STATED GOAL:
Format the lines in the items below, from the line with "Note: for this drill we locate the grass verge" to the line with "(1044, 226)", both included, as a JSON list of strings with one string per line. Leave out any blank lines.

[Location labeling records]

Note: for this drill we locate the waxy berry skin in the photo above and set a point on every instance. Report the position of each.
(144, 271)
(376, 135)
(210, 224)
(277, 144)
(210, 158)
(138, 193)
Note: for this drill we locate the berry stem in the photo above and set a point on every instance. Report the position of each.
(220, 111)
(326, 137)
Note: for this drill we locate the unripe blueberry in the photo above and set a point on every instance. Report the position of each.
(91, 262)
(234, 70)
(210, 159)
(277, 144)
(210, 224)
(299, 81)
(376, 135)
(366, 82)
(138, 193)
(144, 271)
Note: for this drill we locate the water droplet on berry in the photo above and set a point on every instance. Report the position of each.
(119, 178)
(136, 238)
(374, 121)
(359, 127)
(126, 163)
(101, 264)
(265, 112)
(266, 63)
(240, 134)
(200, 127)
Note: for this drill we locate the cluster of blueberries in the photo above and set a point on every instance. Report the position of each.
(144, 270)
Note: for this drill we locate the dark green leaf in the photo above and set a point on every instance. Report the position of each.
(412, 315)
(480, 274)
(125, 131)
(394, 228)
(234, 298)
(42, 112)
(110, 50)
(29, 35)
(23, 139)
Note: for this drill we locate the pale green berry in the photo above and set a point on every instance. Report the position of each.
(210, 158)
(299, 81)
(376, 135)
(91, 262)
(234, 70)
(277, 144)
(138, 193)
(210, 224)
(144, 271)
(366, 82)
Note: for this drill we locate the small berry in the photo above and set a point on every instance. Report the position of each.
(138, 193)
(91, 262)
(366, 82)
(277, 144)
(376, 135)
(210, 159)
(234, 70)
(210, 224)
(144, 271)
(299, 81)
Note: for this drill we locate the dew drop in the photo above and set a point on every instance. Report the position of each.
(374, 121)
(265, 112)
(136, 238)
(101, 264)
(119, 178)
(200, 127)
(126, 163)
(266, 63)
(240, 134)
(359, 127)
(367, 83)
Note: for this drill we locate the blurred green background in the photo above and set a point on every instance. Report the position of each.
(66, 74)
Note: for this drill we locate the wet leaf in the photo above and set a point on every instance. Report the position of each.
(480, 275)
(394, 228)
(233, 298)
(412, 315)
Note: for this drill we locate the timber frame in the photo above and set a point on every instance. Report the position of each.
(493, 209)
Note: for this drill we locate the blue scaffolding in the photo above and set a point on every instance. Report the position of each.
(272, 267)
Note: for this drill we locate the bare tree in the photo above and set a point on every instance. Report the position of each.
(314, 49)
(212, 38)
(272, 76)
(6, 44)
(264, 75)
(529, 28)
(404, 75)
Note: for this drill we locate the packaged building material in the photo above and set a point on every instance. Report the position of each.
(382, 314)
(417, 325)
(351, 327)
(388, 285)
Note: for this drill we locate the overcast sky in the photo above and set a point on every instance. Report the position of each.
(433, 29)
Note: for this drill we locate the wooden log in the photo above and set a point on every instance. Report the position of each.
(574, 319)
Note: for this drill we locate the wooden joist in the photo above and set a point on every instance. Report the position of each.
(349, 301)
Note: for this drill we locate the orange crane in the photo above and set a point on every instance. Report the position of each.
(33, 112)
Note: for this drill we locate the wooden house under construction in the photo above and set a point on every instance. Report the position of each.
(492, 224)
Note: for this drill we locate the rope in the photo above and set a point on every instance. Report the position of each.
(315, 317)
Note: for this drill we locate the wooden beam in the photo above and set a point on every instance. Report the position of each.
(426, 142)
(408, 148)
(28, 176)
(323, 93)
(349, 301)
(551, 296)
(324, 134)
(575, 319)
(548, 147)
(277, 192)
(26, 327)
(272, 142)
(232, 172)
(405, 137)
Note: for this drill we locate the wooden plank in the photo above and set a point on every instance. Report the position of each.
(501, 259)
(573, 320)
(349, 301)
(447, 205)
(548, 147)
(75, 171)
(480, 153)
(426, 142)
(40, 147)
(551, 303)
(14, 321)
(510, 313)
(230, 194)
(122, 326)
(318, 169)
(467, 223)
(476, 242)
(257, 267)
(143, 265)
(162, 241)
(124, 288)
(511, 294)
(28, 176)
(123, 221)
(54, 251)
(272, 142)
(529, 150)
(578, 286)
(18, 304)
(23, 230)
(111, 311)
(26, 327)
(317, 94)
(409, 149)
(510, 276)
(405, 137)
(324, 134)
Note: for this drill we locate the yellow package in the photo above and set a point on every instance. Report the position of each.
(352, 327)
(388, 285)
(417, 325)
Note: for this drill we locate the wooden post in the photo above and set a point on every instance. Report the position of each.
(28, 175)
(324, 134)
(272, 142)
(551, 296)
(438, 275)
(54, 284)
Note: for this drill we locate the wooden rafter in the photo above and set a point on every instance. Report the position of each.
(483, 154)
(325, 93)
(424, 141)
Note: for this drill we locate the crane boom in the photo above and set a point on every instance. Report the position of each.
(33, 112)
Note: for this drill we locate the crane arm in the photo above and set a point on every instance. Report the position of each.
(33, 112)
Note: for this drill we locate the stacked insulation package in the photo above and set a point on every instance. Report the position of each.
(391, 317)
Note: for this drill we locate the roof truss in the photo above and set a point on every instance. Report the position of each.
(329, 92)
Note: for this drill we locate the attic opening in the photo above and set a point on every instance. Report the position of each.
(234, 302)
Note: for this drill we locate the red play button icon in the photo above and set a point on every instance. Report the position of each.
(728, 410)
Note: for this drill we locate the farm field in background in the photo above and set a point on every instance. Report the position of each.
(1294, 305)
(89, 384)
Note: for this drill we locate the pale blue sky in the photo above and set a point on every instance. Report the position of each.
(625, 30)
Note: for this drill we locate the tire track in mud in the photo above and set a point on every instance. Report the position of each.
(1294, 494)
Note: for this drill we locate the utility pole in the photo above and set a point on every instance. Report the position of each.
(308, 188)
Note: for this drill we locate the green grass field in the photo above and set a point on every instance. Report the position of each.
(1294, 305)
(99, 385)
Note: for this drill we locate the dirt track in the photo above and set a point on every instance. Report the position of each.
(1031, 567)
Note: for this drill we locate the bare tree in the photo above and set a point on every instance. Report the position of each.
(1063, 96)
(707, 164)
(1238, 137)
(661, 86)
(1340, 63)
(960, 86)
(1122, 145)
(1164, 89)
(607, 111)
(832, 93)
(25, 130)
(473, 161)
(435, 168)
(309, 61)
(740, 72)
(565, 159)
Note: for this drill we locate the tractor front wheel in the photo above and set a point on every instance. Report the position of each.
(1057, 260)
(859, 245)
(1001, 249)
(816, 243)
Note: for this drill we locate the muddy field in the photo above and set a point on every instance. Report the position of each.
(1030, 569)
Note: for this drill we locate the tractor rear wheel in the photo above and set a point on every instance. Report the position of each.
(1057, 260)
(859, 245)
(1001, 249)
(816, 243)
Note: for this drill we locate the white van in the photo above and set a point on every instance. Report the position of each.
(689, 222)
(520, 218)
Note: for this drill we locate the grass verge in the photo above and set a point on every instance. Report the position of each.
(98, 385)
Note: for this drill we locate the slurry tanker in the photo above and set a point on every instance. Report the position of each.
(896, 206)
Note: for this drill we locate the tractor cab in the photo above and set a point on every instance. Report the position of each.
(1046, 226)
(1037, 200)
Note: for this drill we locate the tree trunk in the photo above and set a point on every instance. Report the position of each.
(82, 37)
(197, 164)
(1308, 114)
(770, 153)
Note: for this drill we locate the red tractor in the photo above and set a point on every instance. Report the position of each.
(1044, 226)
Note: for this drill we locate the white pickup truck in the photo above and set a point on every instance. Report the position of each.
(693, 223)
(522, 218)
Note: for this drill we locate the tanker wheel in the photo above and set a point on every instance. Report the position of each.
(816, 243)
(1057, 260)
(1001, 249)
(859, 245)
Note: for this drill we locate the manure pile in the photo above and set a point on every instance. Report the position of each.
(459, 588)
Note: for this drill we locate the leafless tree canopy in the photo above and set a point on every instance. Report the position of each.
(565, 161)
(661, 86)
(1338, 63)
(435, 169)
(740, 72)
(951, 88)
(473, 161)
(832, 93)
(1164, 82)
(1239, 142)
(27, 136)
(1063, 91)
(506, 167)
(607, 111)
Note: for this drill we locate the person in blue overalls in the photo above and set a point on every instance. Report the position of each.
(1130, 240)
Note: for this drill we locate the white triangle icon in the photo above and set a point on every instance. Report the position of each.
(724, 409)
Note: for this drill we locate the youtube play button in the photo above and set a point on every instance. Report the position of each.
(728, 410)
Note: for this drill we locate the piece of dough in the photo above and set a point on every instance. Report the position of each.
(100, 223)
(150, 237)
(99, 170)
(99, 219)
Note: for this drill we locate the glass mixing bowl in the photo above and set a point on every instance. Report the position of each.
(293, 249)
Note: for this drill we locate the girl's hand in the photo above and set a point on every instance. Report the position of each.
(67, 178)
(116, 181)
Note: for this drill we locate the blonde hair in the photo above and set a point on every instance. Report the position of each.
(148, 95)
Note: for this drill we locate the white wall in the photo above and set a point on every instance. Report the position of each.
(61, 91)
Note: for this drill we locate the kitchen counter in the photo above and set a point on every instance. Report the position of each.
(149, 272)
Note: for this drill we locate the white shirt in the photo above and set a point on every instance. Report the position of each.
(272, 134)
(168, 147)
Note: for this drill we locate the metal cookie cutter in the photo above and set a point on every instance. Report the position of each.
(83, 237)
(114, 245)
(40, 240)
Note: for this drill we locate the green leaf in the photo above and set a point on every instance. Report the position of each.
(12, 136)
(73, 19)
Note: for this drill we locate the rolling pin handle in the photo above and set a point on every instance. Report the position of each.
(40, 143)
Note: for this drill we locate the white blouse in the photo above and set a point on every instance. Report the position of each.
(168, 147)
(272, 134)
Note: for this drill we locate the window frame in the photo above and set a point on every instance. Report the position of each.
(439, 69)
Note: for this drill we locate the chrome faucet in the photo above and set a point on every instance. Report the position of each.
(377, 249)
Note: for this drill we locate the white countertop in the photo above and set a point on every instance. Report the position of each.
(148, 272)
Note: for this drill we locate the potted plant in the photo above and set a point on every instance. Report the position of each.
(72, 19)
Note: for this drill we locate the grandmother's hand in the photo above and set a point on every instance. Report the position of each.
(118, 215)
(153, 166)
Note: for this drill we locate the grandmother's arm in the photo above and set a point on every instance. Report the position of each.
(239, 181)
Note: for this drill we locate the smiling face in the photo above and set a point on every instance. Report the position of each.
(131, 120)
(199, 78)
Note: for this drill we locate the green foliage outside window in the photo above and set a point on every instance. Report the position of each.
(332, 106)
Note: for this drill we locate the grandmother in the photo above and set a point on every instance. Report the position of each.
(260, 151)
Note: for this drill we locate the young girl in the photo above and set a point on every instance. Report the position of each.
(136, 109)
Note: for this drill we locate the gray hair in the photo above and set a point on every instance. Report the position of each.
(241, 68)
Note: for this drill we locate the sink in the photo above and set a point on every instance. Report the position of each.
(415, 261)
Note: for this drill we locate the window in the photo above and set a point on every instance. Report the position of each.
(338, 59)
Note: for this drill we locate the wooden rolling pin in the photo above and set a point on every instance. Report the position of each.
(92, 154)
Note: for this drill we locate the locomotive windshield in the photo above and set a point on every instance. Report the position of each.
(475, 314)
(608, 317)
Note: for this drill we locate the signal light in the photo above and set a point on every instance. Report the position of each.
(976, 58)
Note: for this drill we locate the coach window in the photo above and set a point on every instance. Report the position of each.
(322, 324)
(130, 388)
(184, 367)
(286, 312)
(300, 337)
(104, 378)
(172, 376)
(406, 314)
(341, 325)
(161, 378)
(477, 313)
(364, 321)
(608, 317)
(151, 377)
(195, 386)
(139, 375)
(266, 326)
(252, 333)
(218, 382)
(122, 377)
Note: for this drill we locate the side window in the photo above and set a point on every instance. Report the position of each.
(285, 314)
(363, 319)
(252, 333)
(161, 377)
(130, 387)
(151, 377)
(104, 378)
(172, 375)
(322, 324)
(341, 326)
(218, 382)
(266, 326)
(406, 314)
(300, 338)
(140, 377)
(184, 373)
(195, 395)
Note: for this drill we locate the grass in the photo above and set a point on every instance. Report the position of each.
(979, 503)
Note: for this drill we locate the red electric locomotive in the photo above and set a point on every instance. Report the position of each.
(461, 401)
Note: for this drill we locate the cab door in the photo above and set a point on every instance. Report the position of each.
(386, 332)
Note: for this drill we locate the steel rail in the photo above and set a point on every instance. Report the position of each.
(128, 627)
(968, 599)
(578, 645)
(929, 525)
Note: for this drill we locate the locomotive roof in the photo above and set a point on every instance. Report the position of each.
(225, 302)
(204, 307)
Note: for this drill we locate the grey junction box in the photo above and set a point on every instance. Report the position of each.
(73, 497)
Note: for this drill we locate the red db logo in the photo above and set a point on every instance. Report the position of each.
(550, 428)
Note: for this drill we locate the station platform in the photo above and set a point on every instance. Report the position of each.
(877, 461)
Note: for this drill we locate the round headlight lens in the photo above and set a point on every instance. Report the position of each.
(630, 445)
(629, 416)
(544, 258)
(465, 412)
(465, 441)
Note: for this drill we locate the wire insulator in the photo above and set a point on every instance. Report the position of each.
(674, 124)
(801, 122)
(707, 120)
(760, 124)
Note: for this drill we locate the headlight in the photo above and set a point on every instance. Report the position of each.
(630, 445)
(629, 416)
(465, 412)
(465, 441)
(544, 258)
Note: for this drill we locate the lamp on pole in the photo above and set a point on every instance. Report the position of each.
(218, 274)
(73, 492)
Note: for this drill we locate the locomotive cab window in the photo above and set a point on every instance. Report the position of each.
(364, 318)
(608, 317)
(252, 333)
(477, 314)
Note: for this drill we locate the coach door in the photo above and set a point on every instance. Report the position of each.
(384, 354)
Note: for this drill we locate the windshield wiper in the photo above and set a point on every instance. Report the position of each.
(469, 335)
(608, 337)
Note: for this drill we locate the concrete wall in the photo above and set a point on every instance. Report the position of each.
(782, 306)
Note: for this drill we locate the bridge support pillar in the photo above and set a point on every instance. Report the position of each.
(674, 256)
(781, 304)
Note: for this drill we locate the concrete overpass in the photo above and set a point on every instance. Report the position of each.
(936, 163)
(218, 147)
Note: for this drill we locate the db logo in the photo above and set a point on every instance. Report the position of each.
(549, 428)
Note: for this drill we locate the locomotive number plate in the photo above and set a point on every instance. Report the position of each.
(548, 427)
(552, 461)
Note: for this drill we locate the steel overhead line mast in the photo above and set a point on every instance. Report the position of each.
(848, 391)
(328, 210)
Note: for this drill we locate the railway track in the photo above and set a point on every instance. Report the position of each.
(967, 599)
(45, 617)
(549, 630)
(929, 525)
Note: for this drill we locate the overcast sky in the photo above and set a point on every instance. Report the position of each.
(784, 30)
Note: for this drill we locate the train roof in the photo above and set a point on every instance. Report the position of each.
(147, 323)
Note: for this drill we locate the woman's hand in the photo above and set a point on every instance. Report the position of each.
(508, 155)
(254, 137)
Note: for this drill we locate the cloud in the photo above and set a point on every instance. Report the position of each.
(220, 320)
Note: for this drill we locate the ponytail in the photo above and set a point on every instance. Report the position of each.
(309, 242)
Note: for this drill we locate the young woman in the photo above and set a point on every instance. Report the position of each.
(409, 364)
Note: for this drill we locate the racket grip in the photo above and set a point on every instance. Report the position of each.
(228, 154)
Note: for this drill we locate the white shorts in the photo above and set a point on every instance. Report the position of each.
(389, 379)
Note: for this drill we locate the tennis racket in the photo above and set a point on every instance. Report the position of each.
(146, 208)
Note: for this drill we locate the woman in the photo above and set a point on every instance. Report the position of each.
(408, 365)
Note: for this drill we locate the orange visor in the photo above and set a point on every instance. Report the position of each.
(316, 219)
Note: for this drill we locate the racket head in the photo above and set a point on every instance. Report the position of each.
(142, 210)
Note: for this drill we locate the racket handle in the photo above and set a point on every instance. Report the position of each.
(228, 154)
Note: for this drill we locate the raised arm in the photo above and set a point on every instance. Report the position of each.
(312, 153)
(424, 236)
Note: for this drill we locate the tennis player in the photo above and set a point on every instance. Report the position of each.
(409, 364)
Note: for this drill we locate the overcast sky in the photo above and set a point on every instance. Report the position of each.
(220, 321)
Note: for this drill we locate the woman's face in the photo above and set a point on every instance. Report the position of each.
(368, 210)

RESULT OF THE EXERCISE:
[
  "Note: for this drill we locate the grass verge in the photo above and set a point on every instance. Report the position of each.",
  "(98, 385)",
  "Note: for this drill we locate the slurry tanker in the photo above and set a point on every instance. Report the position of each.",
  "(896, 206)",
  "Note: for this drill we locate the tractor cab in the photo above and set a point on every instance. Report the position of each.",
  "(1046, 226)",
  "(1037, 200)",
  "Note: for this drill we locate the tree trunk in the photo above and set a point on every instance. Report the position of each.",
  "(82, 37)",
  "(197, 164)",
  "(1308, 114)",
  "(770, 153)",
  "Note: for this drill we locate the red tractor in the photo above and set a point on every instance. Report the position of each.",
  "(1044, 226)"
]